EXCERPT below:

Municipal employees are also protected by a number of state and federal laws that do not apply to municipal officials. For example, the minimum wage and overtime compensation requirements of the federal Fair Labor Standards Act apply to most municipal employees but do not apply to officials. 29 U.S.C. §203. Municipal employers must comply with New Hampshire’s Minimum Wage Law (RSA Ch. 279), and the Protective Legislation statute (RSA Ch. 275), which covers a wide variety of subjects including hours of work, payment of wages and discrimination. Other protections that apply to employees but not officials include worker’s compensation (RSA Ch. 281), unemployment compensation (RSA Ch. 282-A), maternity leave (RSA Ch. 354-A), the federal Americans with Disabilities Act (42 U.S.C. §12101), and the federal Family and Medical Leave Act (29 U.S.C. §2611).

Q: How are officials and employees supervised?
A:Unlike employees, municipal officials generally are not “supervised" and are not subject to municipal personnel policies. Statutes provide that a few specific officials will be supervised by the selectmen, such as highway agents. RSA 231:62. In general, however, the duties of municipal officials are set forth in the statutes and the officials themselves are responsible for making sure those duties are accomplished. This means the legislative body cannot force an official to serve part-time or full-time; the official works as many hours as he or she decides is appropriate. For example, the town clerk is elected, compensation is set by the voters, and the clerk’s duties are explained in the statutes. The clerk will decide what his or her hours will be, when to take time off and how to run the office. If the voters are dissatisfied with the clerk’s performance, the remedy is to turn the clerk out of office at the next election by voting for someone else.

Employees, on the other hand, are usually supervised by department heads and/or the governing body, and are subject to the municipality’s personnel policies regarding discipline and termination.

Q: How are issues of discipline and termination handled?

End of EXCERPT.

▶ [EXPLORE THE MATERIAL]:
a. In the passage on municipal officials and employees, what can voters do if they are dissatisfied with the town clerk's performance?
b. Say whether each statement agrees with the passage on municipal officials and employees. Answer yes or no for each and quote the deciding words. (i) The overtime requirements of the federal Fair Labor Standards Act apply to municipal officials. (ii) Highway agents are among the officials supervised by the selectmen. (iii) The legislative body can require an official to serve full-time.
c. Resume the passage on municipal officials and employees after its final line.

THE DATA below:

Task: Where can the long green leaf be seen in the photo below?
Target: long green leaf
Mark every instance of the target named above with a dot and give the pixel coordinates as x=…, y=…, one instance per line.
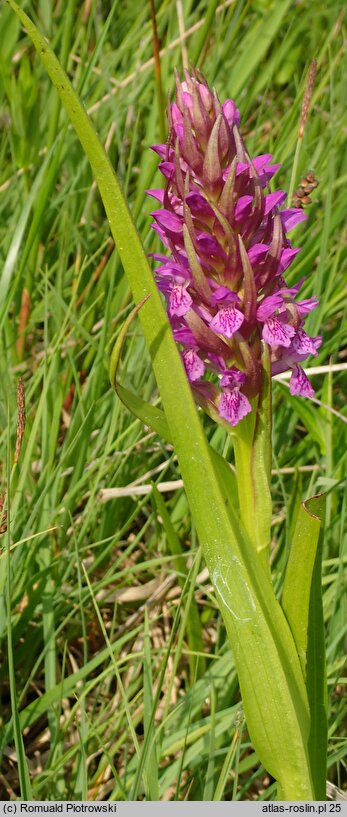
x=269, y=670
x=302, y=604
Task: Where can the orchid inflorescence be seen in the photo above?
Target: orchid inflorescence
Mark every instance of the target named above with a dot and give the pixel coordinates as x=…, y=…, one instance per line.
x=227, y=235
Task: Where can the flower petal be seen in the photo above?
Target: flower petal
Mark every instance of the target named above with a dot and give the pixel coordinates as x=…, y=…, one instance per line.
x=305, y=345
x=193, y=364
x=300, y=384
x=233, y=406
x=227, y=321
x=180, y=301
x=277, y=333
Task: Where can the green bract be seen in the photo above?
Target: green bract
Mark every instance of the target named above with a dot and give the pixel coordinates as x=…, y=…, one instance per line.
x=268, y=644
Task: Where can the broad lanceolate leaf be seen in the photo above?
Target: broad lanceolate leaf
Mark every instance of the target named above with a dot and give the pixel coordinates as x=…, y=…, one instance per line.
x=269, y=670
x=302, y=604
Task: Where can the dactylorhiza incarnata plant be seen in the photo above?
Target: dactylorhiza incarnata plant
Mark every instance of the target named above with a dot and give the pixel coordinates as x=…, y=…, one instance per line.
x=237, y=324
x=229, y=249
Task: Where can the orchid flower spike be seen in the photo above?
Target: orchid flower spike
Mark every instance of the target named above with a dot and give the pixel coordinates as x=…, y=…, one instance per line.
x=227, y=238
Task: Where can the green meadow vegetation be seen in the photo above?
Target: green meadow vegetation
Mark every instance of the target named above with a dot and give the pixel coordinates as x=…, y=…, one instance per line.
x=117, y=680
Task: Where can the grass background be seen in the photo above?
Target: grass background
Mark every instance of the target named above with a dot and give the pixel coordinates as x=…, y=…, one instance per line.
x=116, y=668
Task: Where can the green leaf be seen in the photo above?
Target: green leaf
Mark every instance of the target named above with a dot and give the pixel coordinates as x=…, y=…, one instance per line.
x=303, y=606
x=271, y=682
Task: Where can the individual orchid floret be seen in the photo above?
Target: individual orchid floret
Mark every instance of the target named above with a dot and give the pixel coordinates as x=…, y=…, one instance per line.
x=229, y=249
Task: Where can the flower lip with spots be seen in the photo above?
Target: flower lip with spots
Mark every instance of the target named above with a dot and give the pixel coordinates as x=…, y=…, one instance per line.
x=227, y=237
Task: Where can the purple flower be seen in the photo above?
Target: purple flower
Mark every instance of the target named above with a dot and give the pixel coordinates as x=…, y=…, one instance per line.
x=227, y=237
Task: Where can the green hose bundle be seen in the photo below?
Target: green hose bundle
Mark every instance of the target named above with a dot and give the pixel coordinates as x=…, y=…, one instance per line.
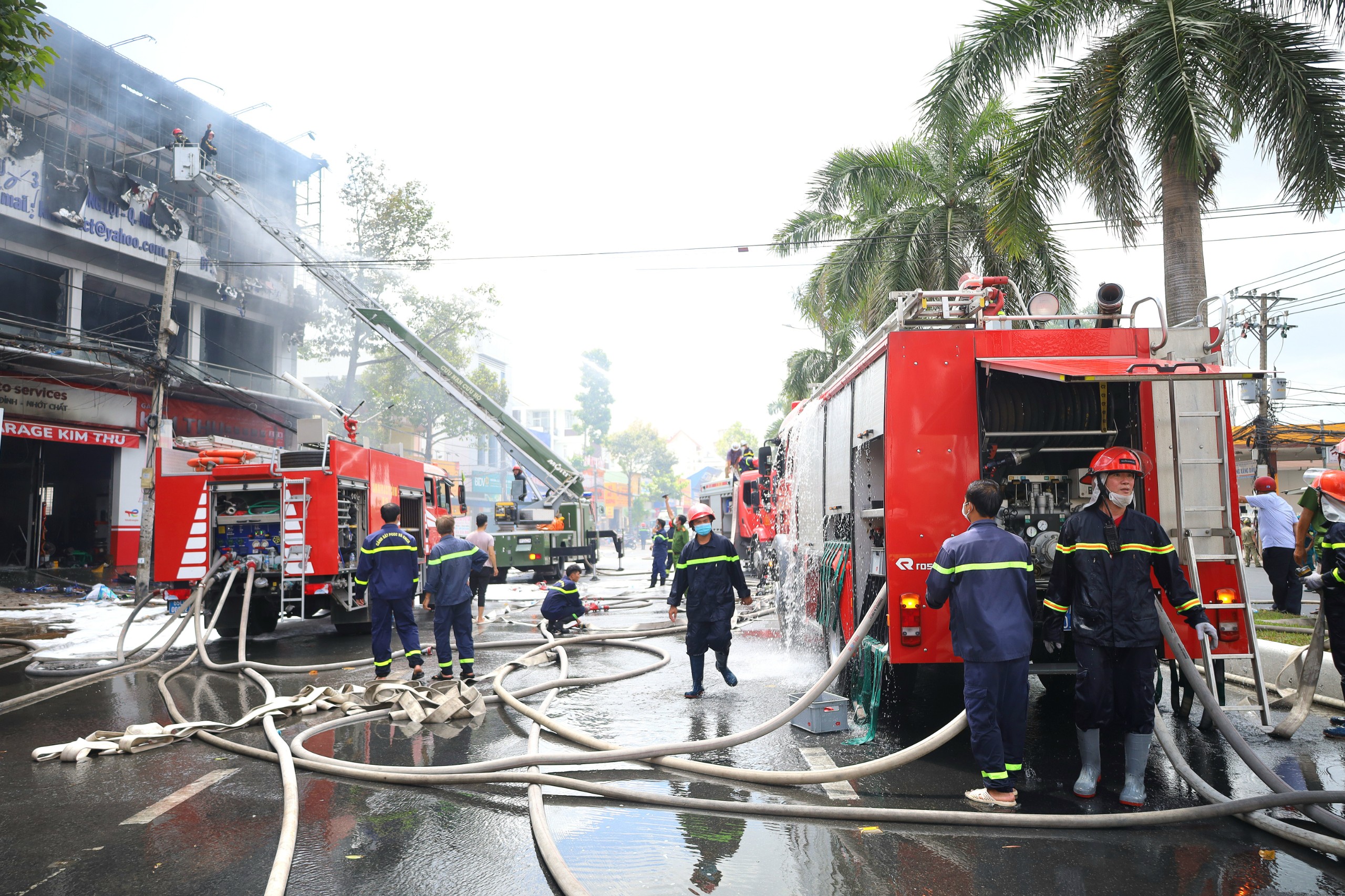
x=872, y=661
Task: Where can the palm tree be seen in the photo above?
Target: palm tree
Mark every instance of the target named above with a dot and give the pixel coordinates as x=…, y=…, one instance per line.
x=1160, y=89
x=911, y=216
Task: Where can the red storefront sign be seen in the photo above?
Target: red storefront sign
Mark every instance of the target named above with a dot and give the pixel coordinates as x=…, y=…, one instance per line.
x=77, y=435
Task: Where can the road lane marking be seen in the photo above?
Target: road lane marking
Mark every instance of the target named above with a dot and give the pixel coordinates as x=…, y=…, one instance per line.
x=151, y=813
x=818, y=759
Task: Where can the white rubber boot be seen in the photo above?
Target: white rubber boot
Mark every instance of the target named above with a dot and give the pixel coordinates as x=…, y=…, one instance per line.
x=1090, y=753
x=1137, y=759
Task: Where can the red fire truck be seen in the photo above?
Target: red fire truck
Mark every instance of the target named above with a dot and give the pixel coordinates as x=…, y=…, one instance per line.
x=743, y=516
x=873, y=466
x=301, y=516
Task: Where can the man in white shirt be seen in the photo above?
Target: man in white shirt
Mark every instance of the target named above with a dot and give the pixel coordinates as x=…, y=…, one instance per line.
x=1276, y=528
x=479, y=580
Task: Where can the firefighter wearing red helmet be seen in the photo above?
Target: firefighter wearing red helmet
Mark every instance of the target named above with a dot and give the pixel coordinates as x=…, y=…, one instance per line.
x=708, y=574
x=1276, y=530
x=1102, y=574
x=1329, y=486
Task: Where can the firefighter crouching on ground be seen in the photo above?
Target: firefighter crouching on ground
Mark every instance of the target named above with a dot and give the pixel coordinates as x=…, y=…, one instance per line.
x=1331, y=581
x=563, y=603
x=389, y=571
x=448, y=591
x=661, y=555
x=708, y=572
x=1103, y=560
x=986, y=572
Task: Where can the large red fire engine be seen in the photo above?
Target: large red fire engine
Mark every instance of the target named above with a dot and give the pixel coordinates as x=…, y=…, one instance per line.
x=299, y=516
x=872, y=468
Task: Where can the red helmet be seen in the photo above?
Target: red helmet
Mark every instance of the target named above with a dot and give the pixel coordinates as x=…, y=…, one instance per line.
x=697, y=512
x=1120, y=461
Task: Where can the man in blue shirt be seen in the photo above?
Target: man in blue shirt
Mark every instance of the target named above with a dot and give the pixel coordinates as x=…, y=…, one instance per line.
x=448, y=591
x=662, y=541
x=709, y=574
x=988, y=575
x=1276, y=523
x=389, y=571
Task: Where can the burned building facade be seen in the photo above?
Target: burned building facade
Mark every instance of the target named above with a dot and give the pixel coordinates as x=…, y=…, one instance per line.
x=89, y=213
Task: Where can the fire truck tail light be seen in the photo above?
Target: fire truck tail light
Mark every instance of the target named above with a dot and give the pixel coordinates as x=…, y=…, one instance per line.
x=909, y=621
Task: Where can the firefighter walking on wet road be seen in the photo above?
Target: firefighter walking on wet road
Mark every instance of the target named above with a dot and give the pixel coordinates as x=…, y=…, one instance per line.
x=708, y=574
x=389, y=571
x=985, y=574
x=1102, y=574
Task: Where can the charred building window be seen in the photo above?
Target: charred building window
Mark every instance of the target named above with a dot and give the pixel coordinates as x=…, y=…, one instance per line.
x=130, y=315
x=33, y=295
x=229, y=341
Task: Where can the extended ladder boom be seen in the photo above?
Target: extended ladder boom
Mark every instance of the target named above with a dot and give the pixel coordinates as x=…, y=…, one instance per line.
x=530, y=451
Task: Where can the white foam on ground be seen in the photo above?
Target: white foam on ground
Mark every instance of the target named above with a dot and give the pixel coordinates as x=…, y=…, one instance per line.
x=96, y=626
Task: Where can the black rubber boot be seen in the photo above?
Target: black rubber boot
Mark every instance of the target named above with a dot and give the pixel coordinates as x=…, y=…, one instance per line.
x=721, y=662
x=697, y=674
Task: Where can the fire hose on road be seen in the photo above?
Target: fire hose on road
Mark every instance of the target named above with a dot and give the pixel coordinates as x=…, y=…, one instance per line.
x=522, y=770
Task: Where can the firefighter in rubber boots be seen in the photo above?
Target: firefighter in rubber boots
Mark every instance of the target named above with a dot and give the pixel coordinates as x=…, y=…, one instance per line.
x=985, y=575
x=448, y=592
x=1102, y=572
x=389, y=571
x=662, y=543
x=563, y=603
x=708, y=572
x=1331, y=581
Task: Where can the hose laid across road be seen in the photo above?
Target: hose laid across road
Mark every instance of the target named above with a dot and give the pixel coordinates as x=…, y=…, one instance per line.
x=505, y=770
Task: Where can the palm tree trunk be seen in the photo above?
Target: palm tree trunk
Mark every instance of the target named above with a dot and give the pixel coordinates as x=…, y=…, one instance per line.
x=1184, y=251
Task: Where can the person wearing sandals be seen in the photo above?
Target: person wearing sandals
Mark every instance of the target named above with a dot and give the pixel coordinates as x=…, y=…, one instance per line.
x=448, y=572
x=985, y=575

End of THE DATA.

▶ [ANSWERS GIVEN]:
a. They can turn the clerk out of office at the next election by voting for someone else.

b.
(i) No: "apply to most municipal employees but do not apply to officials."
(ii) Yes: "a few specific officials will be supervised by the selectmen, such as highway agents."
(iii) No: "the legislative body cannot force an official to serve part-time or full-time"

c.
A: Municipal officials are not subject to personnel policies and may only be removed by the governing body in very narrow circumstances as set forth in the statutes. For example, a town clerk may only be removed for insanity or incapacity (RSA 41:12), or for irregular accounting (RSA 41:16-c). Land use board members may only be removed by the appointing authority (if appointed) or the selectmen (if elected) for inefficiency, neglect of duty, or malfeasance in office. RSA 672:13. Police and fire chiefs may only be removed for cause (RSA 105:2-a, RSA 154:5). There are also several other statutes setting forth specific conditions for removal of other officials.

In contrast, employees are subject to municipal personnel policies regarding progressive discipline and termination. The governing body that hired an employee generally has the power to terminate him or her as well. Under New Hampshire’s at-will doctrine, unless there is a protective statute or a collective bargaining or employment contract involved, an employer may terminate an employee at any time so long as the reason is not illegal. Likewise, an employee may quit at any time without owing any duty to the employer. Cloutier v. Great Atlantic and Pacific Tea Co., Inc., 121 N.H. 915 (1981). Despite an employee’s at-will status, if an employer’s termination action is motivated by bad faith, malice, retaliation for reporting an unlawful act, or is otherwise contrary to public policy, then the employee may be able to sustain a claim of wrongful discharge. Certain employees, including some police officers, may only be removed “for cause." RSA 105-C:1. If an employee is not covered by any specific agreement or protective legislation such as that covering police officers (RSA 41:48, 105:2-a), tenured teachers (RSA 189:14-a), or fire wards (RSA 154:5), that employee does not have the right to a hearing before being terminated.